▶ _Information given_:
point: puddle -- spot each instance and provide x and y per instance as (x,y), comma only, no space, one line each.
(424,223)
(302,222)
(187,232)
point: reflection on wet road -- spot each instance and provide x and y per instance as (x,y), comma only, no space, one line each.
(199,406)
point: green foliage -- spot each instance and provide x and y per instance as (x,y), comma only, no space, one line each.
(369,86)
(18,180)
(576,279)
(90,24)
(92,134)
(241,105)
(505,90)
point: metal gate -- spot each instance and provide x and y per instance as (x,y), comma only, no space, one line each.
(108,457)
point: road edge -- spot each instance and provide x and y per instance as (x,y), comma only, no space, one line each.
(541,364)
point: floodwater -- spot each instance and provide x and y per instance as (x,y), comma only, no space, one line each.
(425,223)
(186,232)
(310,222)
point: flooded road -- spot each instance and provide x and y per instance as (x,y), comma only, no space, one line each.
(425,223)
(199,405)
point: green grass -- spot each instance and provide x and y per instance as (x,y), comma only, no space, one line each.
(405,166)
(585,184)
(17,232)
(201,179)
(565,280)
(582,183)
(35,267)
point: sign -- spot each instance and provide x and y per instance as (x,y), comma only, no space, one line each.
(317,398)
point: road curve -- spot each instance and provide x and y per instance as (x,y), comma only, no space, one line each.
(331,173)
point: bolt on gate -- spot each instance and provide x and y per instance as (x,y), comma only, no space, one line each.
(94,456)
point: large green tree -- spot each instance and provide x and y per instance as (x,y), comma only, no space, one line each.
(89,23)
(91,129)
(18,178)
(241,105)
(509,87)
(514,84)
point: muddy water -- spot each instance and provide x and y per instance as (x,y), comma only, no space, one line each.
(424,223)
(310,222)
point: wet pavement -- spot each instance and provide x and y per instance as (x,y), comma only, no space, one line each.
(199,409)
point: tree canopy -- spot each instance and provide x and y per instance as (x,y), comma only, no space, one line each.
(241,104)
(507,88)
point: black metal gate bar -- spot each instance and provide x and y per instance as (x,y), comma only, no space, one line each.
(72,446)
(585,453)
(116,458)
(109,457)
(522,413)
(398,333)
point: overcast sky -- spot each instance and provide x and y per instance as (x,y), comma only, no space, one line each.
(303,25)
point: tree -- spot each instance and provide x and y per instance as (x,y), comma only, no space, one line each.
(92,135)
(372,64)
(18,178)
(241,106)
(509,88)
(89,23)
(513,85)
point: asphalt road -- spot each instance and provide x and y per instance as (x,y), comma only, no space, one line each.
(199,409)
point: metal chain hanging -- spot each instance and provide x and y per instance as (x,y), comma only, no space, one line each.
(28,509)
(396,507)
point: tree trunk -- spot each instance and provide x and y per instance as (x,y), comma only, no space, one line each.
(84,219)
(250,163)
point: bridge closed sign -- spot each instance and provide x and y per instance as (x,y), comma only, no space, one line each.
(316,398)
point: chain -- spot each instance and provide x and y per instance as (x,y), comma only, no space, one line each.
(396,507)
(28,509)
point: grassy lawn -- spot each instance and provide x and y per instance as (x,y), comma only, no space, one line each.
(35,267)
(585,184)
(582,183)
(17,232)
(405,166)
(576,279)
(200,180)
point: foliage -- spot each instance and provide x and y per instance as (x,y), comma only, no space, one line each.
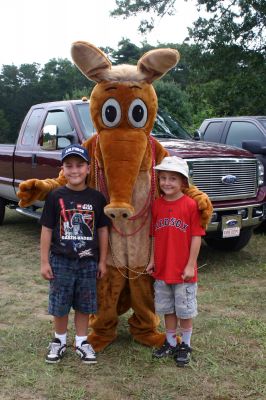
(21,87)
(4,128)
(127,8)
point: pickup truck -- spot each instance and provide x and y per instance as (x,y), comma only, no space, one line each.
(231,177)
(246,132)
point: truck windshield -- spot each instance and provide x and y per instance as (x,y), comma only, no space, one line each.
(164,127)
(167,127)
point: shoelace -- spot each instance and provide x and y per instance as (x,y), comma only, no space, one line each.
(53,347)
(182,351)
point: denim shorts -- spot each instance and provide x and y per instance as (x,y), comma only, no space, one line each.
(179,299)
(74,285)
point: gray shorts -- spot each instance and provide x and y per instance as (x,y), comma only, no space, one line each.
(179,299)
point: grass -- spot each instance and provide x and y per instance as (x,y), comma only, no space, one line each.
(228,337)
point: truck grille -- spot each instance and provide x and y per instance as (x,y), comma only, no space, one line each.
(225,179)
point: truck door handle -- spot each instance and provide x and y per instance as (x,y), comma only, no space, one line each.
(34,160)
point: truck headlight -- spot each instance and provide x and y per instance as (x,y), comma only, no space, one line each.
(260,173)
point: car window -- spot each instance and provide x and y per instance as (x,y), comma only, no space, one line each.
(212,132)
(263,122)
(240,131)
(59,118)
(85,120)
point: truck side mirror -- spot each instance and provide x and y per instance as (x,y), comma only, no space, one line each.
(197,135)
(254,146)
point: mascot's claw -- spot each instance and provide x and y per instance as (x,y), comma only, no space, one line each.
(204,204)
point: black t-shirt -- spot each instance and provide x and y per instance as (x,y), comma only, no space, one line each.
(74,217)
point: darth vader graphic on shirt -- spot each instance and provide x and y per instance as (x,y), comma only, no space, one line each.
(75,217)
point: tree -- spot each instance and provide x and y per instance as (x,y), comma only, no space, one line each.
(241,22)
(127,8)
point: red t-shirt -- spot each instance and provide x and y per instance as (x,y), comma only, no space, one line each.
(173,225)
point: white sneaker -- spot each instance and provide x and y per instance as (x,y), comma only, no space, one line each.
(56,351)
(86,353)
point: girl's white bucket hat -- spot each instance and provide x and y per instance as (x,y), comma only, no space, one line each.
(173,164)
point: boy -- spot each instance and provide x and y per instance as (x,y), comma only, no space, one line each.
(177,238)
(74,241)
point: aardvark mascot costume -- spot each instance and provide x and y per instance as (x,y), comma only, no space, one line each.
(123,107)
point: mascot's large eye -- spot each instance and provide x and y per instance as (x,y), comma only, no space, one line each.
(137,113)
(111,113)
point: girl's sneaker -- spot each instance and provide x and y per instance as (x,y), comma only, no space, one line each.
(86,353)
(164,351)
(55,351)
(182,354)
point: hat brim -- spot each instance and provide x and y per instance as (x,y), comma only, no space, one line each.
(159,168)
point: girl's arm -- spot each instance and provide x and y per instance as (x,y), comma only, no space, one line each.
(189,270)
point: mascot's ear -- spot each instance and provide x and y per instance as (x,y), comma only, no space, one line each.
(155,63)
(90,60)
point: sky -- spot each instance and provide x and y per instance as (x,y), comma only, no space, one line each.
(37,31)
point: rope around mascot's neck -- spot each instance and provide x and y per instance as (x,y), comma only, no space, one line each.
(100,184)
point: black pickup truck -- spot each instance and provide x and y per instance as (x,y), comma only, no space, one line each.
(246,132)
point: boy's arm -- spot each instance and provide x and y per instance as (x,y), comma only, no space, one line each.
(103,248)
(189,270)
(46,238)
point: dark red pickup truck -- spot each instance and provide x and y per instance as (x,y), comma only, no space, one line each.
(230,176)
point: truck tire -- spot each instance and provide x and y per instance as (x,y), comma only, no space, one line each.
(2,210)
(231,244)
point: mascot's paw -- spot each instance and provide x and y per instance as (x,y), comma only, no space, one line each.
(100,342)
(32,190)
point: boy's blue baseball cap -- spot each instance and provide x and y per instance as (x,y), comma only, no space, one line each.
(75,150)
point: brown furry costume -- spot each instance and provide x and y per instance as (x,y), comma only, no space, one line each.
(123,107)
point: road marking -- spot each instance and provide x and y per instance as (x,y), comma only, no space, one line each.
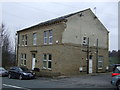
(16,87)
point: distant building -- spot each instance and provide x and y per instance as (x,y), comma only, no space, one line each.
(72,44)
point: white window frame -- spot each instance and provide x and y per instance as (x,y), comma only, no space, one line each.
(25,41)
(84,40)
(50,36)
(23,36)
(34,38)
(100,61)
(45,37)
(23,59)
(44,60)
(47,61)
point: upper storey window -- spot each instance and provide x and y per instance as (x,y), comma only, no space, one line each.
(48,37)
(34,39)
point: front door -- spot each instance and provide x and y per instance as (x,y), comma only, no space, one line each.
(33,61)
(90,64)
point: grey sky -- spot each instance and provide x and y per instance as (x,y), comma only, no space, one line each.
(20,15)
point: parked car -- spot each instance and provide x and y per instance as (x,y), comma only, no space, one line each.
(3,72)
(20,73)
(116,76)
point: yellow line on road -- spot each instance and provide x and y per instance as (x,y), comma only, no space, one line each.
(15,87)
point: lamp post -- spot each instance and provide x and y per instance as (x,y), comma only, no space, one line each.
(88,55)
(97,55)
(1,45)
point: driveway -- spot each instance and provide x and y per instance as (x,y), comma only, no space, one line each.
(101,80)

▶ _What is required_: The lines from the one containing "point: yellow line" through the final line of the entries above are to be printed exactly, with nothing added.

▶ _Task response_:
point: yellow line on road -- spot each instance and provide x and y per instance as (x,y), comma only, no space, one line each.
(15,87)
point: lamp post -- spot each instance and provide x and y per instance as (x,y), comma only, no space, one line each.
(88,55)
(97,55)
(1,45)
point: driveway -- spot each instance and provide x and y per instance as (x,y), comma only, no space, one line each.
(101,80)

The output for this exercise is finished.